What this task involves: From the rows below, pull out every line that contains the word "distant" and copy each of those lines, treating uppercase and lowercase as different.

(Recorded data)
• • • • • • •

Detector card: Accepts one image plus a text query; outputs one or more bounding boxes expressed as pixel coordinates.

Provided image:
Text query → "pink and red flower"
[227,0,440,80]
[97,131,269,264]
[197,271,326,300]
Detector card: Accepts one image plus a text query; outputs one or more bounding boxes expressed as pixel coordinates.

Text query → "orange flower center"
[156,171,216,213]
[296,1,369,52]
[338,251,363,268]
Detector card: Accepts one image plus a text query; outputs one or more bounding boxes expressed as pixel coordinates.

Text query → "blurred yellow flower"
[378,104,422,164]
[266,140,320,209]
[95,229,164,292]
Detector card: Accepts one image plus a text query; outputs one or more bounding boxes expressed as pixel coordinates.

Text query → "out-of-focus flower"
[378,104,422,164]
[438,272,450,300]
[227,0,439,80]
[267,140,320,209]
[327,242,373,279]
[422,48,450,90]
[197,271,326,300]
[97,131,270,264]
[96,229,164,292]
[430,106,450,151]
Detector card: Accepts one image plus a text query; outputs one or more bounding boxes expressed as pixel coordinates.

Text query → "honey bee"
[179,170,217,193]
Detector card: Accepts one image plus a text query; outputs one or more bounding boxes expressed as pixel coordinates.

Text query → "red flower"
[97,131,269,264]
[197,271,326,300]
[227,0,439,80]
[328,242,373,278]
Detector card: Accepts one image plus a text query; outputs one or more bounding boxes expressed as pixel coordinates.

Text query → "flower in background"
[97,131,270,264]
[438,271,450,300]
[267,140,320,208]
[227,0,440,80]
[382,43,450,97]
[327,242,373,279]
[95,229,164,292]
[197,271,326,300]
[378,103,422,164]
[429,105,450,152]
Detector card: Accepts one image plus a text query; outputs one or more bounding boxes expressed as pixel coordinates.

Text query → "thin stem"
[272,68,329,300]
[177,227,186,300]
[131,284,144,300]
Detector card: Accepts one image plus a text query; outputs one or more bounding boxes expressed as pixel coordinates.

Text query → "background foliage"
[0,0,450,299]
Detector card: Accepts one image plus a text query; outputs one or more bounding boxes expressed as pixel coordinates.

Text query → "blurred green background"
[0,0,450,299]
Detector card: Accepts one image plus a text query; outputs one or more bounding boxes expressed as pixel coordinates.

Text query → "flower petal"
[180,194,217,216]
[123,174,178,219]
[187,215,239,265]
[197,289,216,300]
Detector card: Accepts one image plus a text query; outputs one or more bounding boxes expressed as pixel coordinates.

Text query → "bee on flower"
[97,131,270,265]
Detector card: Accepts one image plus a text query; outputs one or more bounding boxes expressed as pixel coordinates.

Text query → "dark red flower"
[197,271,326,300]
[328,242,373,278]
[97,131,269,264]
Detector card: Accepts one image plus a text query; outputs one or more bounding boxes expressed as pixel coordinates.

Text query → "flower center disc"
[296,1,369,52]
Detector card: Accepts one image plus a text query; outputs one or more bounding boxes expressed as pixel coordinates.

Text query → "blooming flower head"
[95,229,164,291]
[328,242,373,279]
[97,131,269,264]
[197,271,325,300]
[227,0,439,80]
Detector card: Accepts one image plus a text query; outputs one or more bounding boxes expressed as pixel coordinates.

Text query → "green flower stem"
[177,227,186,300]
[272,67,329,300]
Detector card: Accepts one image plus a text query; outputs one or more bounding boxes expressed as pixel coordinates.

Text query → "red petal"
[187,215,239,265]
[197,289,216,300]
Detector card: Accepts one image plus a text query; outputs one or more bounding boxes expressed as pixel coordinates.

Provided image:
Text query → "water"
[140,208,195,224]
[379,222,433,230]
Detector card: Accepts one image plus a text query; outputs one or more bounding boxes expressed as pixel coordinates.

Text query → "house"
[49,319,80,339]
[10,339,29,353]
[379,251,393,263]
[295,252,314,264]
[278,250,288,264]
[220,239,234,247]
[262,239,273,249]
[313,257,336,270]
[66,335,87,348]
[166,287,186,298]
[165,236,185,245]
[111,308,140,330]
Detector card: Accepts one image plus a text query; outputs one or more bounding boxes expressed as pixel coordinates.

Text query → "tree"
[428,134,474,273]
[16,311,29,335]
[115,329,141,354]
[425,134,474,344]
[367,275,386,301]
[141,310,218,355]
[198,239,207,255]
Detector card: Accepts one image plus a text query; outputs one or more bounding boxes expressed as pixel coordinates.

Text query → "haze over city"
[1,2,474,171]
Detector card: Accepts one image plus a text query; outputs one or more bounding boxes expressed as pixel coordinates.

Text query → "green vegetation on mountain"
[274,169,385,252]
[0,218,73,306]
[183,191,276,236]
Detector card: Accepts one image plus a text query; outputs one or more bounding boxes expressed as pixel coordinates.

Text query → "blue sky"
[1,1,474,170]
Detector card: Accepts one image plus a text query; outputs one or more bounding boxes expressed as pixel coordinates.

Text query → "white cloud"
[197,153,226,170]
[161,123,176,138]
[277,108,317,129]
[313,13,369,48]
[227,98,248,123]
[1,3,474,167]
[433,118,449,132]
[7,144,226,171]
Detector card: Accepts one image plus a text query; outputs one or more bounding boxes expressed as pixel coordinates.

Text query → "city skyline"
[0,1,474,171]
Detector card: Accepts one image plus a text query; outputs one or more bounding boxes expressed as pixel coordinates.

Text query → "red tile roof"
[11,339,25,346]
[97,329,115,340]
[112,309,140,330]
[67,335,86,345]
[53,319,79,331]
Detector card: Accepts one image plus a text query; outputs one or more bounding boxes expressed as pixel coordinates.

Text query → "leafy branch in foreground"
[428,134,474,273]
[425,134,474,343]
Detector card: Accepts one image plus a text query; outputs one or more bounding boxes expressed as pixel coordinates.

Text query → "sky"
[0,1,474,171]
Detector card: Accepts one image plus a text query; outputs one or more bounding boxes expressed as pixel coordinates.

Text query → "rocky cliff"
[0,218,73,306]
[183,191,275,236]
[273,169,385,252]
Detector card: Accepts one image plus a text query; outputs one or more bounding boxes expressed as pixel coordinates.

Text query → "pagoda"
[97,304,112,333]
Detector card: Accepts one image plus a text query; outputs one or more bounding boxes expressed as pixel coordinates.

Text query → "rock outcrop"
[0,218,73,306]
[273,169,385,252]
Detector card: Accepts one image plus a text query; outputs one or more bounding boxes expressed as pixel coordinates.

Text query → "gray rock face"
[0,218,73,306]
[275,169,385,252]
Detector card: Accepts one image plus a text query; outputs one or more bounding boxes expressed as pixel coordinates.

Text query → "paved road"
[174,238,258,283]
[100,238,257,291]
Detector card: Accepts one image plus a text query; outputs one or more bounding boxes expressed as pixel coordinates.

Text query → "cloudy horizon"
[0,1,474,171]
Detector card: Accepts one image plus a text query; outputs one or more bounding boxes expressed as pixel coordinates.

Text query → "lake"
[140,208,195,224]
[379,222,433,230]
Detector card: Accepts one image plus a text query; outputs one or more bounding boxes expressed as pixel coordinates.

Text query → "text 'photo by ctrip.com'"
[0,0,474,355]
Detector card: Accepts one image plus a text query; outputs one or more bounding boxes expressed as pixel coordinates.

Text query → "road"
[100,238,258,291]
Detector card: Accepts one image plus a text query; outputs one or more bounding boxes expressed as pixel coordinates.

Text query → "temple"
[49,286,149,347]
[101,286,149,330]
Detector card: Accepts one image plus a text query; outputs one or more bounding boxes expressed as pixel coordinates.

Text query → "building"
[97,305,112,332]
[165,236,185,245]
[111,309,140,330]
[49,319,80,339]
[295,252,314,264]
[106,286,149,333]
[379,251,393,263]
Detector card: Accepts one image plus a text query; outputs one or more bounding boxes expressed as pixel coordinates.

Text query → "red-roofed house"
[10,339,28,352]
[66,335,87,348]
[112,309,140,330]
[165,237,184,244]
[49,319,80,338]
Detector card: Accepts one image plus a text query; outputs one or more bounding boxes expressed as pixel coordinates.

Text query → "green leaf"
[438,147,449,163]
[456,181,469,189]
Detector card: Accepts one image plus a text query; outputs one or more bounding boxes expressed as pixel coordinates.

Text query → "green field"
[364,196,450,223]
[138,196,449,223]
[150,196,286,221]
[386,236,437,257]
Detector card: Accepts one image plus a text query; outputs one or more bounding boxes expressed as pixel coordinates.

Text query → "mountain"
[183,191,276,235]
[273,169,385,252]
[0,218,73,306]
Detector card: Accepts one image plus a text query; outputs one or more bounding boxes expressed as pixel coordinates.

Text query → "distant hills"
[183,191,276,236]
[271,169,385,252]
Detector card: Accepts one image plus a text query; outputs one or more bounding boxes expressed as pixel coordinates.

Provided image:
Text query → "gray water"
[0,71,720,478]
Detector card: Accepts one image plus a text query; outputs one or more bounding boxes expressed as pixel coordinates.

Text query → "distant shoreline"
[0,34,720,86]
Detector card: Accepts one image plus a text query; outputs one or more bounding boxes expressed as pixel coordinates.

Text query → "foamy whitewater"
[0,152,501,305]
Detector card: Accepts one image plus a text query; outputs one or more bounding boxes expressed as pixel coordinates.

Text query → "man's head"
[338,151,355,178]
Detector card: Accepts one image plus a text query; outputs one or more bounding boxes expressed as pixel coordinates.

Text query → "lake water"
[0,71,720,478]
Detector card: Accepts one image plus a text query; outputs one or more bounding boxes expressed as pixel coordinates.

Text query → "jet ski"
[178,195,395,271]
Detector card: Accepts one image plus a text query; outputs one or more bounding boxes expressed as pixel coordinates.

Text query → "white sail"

• • • • • • •

Reply:
Text query → "distant hills"
Text query → "distant shoreline"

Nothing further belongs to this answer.